**Brief:**
Gather all lines in the data that hold the string "candle".

**Dataset items:**
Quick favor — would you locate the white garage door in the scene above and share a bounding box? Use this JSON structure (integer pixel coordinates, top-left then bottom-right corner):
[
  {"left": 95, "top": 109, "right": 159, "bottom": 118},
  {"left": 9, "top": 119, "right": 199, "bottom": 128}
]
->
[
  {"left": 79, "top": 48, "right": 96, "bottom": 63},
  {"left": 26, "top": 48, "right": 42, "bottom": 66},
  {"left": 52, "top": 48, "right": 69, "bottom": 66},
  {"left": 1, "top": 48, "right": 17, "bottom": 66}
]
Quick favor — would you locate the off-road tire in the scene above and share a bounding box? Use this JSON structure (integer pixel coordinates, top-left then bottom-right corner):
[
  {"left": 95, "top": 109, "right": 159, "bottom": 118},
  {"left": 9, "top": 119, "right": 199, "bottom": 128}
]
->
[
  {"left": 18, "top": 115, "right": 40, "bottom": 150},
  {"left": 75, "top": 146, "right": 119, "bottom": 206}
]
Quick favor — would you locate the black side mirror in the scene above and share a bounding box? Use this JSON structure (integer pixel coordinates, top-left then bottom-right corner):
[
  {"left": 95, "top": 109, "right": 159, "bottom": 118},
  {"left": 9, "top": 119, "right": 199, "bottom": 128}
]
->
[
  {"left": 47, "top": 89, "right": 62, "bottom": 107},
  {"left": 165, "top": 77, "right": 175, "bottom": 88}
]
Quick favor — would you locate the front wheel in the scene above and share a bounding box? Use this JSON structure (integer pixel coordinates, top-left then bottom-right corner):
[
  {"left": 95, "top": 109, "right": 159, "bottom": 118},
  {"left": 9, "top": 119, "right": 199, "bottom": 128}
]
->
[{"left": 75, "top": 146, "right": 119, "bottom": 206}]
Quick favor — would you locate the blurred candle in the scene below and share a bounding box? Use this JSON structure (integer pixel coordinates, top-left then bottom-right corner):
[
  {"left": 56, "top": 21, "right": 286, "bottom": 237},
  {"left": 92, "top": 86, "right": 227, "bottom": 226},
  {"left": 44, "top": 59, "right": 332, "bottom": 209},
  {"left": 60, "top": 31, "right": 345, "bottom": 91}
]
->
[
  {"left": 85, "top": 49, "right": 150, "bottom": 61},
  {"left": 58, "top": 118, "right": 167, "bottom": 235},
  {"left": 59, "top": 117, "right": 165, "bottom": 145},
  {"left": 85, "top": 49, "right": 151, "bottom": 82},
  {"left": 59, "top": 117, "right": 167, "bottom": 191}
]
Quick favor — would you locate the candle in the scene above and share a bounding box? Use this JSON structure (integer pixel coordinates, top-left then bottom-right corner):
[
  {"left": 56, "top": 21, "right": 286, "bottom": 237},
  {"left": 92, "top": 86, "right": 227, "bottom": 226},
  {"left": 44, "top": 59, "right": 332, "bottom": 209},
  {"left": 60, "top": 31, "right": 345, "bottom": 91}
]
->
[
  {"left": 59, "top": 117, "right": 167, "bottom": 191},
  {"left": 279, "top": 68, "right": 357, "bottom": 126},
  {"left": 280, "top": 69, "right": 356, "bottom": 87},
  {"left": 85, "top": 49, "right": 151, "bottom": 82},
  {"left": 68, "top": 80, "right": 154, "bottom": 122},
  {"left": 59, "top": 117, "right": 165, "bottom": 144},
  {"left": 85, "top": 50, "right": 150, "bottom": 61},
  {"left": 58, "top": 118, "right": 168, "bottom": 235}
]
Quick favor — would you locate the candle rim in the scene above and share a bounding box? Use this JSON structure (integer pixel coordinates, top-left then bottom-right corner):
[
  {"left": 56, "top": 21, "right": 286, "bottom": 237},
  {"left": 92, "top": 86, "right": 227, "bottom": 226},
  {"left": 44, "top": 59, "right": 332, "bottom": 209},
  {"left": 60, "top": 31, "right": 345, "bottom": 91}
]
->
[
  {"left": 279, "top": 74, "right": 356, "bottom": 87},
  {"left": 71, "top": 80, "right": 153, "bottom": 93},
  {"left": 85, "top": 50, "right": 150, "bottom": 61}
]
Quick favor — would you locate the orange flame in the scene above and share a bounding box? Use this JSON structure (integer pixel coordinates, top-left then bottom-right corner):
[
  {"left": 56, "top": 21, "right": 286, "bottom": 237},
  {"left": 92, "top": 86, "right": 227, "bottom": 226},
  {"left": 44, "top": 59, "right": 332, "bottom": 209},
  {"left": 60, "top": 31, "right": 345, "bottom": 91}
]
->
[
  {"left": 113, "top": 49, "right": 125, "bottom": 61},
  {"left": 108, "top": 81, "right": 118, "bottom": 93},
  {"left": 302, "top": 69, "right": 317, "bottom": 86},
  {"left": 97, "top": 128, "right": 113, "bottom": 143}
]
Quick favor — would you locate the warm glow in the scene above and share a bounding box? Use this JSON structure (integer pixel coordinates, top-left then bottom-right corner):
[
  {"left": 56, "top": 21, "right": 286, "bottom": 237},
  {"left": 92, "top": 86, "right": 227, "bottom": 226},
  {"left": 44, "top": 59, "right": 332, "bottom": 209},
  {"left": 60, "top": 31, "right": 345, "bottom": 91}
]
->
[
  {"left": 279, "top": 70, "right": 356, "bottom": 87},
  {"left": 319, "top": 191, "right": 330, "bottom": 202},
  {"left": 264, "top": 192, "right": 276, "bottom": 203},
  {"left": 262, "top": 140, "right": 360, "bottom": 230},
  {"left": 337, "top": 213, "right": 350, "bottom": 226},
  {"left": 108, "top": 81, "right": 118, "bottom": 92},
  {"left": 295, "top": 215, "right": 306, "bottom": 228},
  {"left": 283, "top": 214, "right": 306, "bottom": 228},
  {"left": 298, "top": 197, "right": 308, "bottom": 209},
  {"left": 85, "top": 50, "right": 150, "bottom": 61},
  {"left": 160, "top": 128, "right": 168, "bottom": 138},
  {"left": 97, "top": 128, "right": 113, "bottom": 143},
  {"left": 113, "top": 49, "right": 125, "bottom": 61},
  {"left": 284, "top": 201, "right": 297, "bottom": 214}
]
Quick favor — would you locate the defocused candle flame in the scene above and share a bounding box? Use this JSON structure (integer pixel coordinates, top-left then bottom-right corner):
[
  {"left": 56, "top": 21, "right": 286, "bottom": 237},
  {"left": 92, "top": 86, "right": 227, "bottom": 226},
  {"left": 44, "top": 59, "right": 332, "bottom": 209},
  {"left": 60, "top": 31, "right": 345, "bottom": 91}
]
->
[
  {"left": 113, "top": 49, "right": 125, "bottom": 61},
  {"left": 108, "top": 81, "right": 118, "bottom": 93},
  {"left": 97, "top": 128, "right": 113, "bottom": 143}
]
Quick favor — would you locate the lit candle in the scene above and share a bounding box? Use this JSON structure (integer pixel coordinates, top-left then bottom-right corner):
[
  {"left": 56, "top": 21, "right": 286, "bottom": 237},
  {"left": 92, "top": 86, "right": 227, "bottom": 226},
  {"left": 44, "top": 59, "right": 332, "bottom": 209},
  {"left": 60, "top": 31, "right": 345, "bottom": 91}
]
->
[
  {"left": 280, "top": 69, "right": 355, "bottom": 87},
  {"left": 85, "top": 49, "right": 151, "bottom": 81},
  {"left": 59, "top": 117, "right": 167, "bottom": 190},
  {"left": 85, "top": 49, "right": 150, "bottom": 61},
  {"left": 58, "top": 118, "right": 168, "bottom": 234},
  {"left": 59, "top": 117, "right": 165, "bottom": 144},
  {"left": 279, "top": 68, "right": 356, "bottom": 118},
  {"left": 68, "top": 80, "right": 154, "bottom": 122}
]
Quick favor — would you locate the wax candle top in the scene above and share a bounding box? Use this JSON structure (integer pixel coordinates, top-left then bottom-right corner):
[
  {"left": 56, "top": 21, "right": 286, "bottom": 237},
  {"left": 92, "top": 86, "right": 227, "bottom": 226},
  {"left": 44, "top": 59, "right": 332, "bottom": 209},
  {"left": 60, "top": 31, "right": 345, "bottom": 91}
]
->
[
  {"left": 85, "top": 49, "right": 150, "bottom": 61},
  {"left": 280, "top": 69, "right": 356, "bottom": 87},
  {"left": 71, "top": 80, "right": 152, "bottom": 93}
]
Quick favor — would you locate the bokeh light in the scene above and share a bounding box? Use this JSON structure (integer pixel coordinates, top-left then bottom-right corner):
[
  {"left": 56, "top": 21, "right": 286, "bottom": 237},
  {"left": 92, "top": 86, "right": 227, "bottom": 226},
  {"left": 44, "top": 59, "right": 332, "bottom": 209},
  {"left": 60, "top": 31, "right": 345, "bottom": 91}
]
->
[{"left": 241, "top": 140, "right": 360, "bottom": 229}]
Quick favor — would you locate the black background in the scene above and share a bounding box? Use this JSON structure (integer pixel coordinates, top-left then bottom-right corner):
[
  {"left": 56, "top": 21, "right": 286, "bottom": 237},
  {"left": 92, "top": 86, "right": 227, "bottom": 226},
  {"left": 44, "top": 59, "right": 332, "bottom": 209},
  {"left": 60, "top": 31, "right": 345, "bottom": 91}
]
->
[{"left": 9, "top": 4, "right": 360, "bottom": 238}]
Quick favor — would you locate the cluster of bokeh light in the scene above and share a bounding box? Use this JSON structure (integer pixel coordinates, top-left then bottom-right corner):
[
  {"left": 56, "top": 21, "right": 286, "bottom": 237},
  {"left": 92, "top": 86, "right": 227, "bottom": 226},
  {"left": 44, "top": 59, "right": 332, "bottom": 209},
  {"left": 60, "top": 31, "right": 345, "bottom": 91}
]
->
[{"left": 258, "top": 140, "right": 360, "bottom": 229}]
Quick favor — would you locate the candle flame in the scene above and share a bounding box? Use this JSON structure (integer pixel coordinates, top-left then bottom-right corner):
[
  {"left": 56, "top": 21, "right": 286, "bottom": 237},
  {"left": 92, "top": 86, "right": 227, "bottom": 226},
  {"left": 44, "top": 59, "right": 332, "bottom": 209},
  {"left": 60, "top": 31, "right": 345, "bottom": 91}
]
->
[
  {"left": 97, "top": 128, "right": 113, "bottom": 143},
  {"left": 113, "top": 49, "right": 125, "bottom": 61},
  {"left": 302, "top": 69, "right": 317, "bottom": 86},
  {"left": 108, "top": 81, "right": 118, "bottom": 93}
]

* * *

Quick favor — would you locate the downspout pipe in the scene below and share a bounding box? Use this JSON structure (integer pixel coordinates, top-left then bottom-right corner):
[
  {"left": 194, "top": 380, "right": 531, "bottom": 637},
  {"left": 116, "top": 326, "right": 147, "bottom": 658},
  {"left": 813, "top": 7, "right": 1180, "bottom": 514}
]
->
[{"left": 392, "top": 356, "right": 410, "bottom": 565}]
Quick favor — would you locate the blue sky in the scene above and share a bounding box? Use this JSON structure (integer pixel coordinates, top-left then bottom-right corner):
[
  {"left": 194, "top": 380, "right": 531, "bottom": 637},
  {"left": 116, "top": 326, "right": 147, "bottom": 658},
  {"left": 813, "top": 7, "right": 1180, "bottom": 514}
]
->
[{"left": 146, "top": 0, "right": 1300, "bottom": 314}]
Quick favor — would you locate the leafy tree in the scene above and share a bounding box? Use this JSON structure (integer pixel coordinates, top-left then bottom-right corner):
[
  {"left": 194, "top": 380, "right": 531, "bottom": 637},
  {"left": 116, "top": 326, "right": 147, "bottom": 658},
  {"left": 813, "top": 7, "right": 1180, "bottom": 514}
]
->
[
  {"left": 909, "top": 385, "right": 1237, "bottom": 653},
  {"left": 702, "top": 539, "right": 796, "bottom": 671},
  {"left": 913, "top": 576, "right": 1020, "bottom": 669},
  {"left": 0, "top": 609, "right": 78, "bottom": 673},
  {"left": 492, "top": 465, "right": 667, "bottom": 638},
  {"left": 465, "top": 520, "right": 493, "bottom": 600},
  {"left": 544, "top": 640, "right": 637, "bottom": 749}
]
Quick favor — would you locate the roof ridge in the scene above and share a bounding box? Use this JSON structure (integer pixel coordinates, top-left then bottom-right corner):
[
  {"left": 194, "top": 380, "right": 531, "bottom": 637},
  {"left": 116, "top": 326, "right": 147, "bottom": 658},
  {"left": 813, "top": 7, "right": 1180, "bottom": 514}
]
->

**Finished task:**
Quick favor — would you locate the blurred candle in the scene below and share a bounding box? Use this JSON structure (integer pixel coordinates, top-left then bottom-right corner):
Quick favor — would you locate the candle in the scene above and share a bounding box? Use this JSON structure (integer pixel coordinates, top-left then bottom-right corner):
Quick favor — would you locate the candle rim in the scene above and share a bounding box? Use this JSON structure (integer pixel coordinates, top-left then bottom-right corner):
Quick favor — would you locate the defocused candle flame in the scene above and share a bounding box? Use this JSON structure (integer pixel coordinates, top-left then bottom-right corner):
Quick favor — would you locate the lit candle in the scene above and share a bounding box? Use this JSON structure (integer pixel coordinates, top-left then bottom-right corner):
Quick favor — would you locate the wax candle top in the scene above and share a bounding box? Use this JSON structure (integer pixel coordinates, top-left then bottom-right corner):
Quick favor — would you locate the candle flame in the scene above and share a bounding box? Use this JSON structure (integer pixel coordinates, top-left then bottom-right corner):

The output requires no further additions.